**Условие задания:**
Перепишите приведённый ниже текст о речи Ахматовой целиком, не меняя в нём ни слова.

**Цитируемый текст:**
================================

Анатолий Генрихович Найман:
Ее собственная речь, какой бы ни блистала живостью, всегда производила впечатление составленной из тщательно и долго отбиравшихся слов.
Михаил Борисович Мейлах:
Труднее сказать о том, как говорила Ахматова, и такие слова, как «неторопливо», «делая паузы», «величественно», пожалуй, мало что пояснили бы. Легче сказать о ее произношении, которое по некоторым фонетическим признакам относится к так называемому старому петербургскому. Ахматова произносила глубокое заднее а (но сильно редуцированное в безударном положении после шипящих: «шеги», «шелить»), ее речи было свойственно упрощение групп согласных, — но прежде всего четкость, ясность артикуляции. Быть может, еще и потому стихи Ахматовой в ее собственном чтении приобретали особенную выразительность. (На преимущественно артикуляционную ориентированность стиха Ахматовой в свое время указывал Б. М. Эйхенбаум.) Речь Ахматовой воспета в русской поэзии: «Твое чудесное произношенье», «Ваша горькая божественная речь». Замечу, кстати, что слова «поэт», «поэзия» Ахматова по традиции, поддержанной Гумилёвым, произносила с отчетливым, нимало не редуцированным о. Некоторые йоты она вокализовала, например, в слове «пейзаж» (без слогового и не удастся прочесть стих, которым открывается вторая «Северная элегия»: «Так вот он, тот осенний пейзаж…»). Всякое слово приобретало в ее устах почти вещественную плотность, становилось единственно возможным. И, может быть, не стоило бы специально останавливаться на том, что романские слова — латинские, итальянские, и почему-то русские фамилии, восходящие к тюркским корням (включая собственную: «Имена пяти поэтов начинаются на «Ах»», — шутила Ахматова), звучали в ее произношении удивительно красиво.

================================

**Строки данных:**
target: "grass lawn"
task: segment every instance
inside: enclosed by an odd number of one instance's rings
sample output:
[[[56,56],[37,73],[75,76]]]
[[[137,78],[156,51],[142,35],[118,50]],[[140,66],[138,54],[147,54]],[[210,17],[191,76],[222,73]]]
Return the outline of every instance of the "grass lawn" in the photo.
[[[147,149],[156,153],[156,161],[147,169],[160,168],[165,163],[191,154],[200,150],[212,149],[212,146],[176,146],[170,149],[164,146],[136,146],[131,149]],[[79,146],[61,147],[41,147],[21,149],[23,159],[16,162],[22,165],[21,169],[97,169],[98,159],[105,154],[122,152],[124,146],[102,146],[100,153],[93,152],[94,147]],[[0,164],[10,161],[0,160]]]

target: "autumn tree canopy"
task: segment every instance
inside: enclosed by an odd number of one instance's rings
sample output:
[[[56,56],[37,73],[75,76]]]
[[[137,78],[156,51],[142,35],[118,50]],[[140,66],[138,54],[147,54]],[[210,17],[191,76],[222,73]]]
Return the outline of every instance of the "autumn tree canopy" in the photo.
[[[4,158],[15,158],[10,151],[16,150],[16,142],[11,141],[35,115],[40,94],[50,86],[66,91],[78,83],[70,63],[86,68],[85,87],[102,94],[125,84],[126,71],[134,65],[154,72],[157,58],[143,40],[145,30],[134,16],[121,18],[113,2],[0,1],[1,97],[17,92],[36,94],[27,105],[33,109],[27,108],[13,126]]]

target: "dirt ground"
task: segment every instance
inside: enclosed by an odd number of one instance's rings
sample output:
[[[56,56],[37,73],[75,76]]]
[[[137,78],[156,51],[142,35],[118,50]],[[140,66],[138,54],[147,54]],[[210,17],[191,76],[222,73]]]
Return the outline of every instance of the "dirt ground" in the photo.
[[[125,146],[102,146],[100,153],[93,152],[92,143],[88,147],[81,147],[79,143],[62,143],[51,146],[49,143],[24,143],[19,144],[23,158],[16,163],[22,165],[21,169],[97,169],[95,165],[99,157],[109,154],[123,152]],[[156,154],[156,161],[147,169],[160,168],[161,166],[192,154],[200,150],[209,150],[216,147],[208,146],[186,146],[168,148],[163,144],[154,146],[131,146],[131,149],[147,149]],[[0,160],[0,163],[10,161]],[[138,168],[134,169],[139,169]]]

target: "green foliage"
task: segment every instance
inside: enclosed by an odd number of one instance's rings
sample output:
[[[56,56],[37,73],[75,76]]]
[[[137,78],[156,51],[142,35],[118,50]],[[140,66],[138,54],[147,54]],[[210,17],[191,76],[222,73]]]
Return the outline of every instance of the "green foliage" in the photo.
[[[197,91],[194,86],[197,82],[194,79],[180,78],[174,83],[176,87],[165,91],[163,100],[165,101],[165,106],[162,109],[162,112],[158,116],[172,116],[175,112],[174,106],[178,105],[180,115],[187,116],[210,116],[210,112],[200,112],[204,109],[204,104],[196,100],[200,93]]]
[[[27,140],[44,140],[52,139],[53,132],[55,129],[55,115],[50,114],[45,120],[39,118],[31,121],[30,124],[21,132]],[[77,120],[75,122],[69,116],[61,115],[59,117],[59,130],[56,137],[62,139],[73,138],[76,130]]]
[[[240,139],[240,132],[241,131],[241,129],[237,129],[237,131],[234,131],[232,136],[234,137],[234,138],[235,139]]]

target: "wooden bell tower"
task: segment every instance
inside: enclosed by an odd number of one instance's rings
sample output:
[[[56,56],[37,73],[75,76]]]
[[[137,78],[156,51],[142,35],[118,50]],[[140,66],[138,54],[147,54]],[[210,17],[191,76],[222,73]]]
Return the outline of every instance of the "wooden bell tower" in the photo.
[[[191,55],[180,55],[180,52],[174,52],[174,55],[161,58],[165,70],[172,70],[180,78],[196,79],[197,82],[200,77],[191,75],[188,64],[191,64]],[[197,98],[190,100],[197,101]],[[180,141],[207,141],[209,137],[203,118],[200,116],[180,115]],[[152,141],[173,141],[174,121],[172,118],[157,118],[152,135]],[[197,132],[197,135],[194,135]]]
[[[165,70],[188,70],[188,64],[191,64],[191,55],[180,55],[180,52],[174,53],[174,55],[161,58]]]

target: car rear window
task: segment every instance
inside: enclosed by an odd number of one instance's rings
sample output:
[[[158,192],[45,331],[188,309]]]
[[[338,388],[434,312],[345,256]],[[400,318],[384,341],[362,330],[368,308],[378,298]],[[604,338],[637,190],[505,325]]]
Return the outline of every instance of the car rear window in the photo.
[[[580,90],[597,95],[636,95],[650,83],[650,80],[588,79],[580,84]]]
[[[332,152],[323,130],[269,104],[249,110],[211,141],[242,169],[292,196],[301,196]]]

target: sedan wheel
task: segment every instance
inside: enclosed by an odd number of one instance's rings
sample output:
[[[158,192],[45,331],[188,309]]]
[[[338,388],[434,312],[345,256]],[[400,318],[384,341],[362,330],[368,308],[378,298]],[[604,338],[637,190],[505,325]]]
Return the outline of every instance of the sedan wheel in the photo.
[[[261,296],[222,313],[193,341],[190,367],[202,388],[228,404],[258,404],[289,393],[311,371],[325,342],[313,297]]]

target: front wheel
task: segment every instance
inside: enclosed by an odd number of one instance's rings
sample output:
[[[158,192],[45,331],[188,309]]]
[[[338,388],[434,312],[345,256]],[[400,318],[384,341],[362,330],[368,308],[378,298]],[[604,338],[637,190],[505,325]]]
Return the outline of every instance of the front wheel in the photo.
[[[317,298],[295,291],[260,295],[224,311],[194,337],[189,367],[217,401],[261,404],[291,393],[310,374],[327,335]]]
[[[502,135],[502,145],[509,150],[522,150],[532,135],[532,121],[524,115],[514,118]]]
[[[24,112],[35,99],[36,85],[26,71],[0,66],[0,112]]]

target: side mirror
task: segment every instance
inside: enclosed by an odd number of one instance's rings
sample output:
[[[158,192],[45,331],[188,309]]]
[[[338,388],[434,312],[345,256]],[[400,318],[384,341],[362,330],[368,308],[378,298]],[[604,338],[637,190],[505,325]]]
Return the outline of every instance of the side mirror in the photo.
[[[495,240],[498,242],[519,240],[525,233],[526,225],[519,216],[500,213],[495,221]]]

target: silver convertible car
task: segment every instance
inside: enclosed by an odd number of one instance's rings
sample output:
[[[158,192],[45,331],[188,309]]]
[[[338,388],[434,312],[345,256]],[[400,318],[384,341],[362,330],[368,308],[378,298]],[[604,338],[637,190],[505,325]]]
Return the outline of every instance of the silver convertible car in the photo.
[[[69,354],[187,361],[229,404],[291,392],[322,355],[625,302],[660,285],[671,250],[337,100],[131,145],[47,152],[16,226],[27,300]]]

================================

**Ответ:**
Анатолий Генрихович Найман:
Ее собственная речь, какой бы ни блистала живостью, всегда производила впечатление составленной из тщательно и долго отбиравшихся слов.
Михаил Борисович Мейлах:
Труднее сказать о том, как говорила Ахматова, и такие слова, как «неторопливо», «делая паузы», «величественно», пожалуй, мало что пояснили бы. Легче сказать о ее произношении, которое по некоторым фонетическим признакам относится к так называемому старому петербургскому. Ахматова произносила глубокое заднее а (но сильно редуцированное в безударном положении после шипящих: «шеги», «шелить»), ее речи было свойственно упрощение групп согласных, — но прежде всего четкость, ясность артикуляции. Быть может, еще и потому стихи Ахматовой в ее собственном чтении приобретали особенную выразительность. (На преимущественно артикуляционную ориентированность стиха Ахматовой в свое время указывал Б. М. Эйхенбаум.) Речь Ахматовой воспета в русской поэзии: «Твое чудесное произношенье», «Ваша горькая божественная речь». Замечу, кстати, что слова «поэт», «поэзия» Ахматова по традиции, поддержанной Гумилёвым, произносила с отчетливым, нимало не редуцированным о. Некоторые йоты она вокализовала, например, в слове «пейзаж» (без слогового и не удастся прочесть стих, которым открывается вторая «Северная элегия»: «Так вот он, тот осенний пейзаж…»). Всякое слово приобретало в ее устах почти вещественную плотность, становилось единственно возможным. И, может быть, не стоило бы специально останавливаться на том, что романские слова — латинские, итальянские, и почему-то русские фамилии, восходящие к тюркским корням (включая собственную: «Имена пяти поэтов начинаются на «Ах»», — шутила Ахматова), звучали в ее произношении удивительно красиво.